* Records provided:
++++++

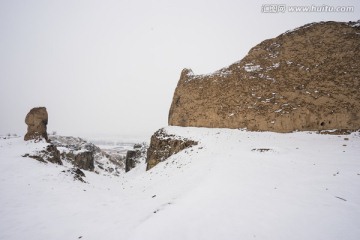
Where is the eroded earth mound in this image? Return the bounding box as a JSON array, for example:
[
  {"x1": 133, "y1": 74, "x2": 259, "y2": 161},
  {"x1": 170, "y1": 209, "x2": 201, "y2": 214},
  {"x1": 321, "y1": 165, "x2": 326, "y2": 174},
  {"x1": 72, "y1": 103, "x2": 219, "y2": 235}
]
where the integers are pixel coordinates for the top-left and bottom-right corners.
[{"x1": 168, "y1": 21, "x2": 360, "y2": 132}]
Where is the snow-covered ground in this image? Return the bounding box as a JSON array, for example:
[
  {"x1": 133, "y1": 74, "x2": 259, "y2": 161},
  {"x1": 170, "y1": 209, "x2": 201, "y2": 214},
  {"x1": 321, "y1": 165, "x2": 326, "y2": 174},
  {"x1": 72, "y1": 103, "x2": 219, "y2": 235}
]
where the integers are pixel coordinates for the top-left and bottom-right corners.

++++++

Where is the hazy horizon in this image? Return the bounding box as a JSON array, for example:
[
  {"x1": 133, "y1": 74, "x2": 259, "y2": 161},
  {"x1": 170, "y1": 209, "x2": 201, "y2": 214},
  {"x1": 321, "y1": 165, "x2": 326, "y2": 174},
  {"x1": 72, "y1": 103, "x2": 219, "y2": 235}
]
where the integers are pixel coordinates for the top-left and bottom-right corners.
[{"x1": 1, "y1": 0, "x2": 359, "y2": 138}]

++++++

* Work request: What the answer needs is every line from the data above with "image" in it.

* Response to this exercise:
Where is the eroded earth mound in this image? Return the bounding box as a JSON array, for example:
Where is the snow-covered ground in this image? Return the bounding box as a JSON array, for example:
Where is the hazy horizon in this image? Return the bounding box as a JSON array, for example:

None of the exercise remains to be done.